Copy every record below exactly.

================================

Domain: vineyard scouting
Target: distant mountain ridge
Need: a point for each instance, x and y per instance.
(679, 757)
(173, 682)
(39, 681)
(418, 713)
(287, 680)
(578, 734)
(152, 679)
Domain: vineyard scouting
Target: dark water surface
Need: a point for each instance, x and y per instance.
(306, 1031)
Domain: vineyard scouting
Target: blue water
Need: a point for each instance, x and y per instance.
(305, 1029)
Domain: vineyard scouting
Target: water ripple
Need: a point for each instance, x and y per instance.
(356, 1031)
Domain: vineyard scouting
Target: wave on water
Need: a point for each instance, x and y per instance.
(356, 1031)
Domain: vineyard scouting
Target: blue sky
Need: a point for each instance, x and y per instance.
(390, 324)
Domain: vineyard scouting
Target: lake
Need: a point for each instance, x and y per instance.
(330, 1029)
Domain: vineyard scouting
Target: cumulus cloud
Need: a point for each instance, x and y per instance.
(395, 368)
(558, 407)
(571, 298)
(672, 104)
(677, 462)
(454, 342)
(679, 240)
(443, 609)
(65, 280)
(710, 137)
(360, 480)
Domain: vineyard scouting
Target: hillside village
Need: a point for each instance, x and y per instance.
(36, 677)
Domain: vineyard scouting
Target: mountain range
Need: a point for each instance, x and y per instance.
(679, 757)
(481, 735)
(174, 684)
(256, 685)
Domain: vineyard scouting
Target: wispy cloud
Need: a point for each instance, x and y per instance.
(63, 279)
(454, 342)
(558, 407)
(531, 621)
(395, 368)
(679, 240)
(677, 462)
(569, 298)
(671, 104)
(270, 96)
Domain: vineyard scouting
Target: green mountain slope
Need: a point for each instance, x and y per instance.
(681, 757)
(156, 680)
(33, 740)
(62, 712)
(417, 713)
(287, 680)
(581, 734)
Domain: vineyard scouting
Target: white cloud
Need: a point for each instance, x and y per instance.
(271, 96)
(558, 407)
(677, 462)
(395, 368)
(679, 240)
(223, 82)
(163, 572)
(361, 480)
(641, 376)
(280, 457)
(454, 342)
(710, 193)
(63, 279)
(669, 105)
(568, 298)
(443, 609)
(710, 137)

================================

EXERCISE RESULT =
Domain: vineyard scouting
Target: distant mountain ridge
Need: a point for each instance, x and y per instance.
(679, 757)
(173, 682)
(39, 681)
(418, 713)
(287, 680)
(578, 734)
(152, 679)
Domain: vineyard scouting
Target: dark water surface
Need: a point for each instance, x and y per instance.
(306, 1031)
Domain: vineyard scouting
Target: blue water
Need: a point for each instance, x and y per instance.
(305, 1029)
Domain: vineyard scouting
Target: water ripple
Need: a point for each instance, x and y per instance.
(356, 1031)
Domain: vineyard scouting
Target: wave on water
Need: a point for each instance, x and y per instance.
(356, 1031)
Domain: vineyard scouting
Target: blue sky
Need: a point for each instance, x and y per instance.
(390, 324)
Domain: vineyard scouting
Target: lake
Need: a point for each instance, x and y per instance.
(330, 1029)
Domain: vineyard scouting
Target: cumulus cloud
Need: a point for each instance, x and y per instance.
(395, 368)
(558, 407)
(571, 298)
(672, 104)
(677, 462)
(454, 342)
(679, 240)
(443, 609)
(65, 280)
(710, 137)
(360, 480)
Domain: vineyard scouting
Target: hillside village
Need: a point for each instance, x and y per instance.
(36, 677)
Domain: vineyard scouting
Target: mountain range
Need: a point for each instance, x and y per instance.
(679, 757)
(481, 735)
(174, 684)
(256, 685)
Domain: vineyard scouting
Target: wispy cloud
Need: a point for each instance, x and y per instance.
(63, 279)
(454, 342)
(558, 407)
(531, 621)
(395, 368)
(679, 240)
(677, 462)
(569, 298)
(671, 104)
(270, 96)
Domain: vineyard scouting
Target: green mountain slope
Need: a point for each instance, x and y per instance.
(681, 757)
(156, 680)
(33, 740)
(62, 712)
(417, 713)
(287, 680)
(581, 734)
Domain: vineyard scouting
Target: white cloud
Need: a point for each instance, x and y per instance.
(271, 96)
(558, 407)
(677, 462)
(395, 368)
(679, 240)
(223, 82)
(163, 572)
(361, 480)
(641, 376)
(280, 457)
(454, 342)
(710, 193)
(63, 279)
(669, 105)
(568, 298)
(443, 609)
(710, 137)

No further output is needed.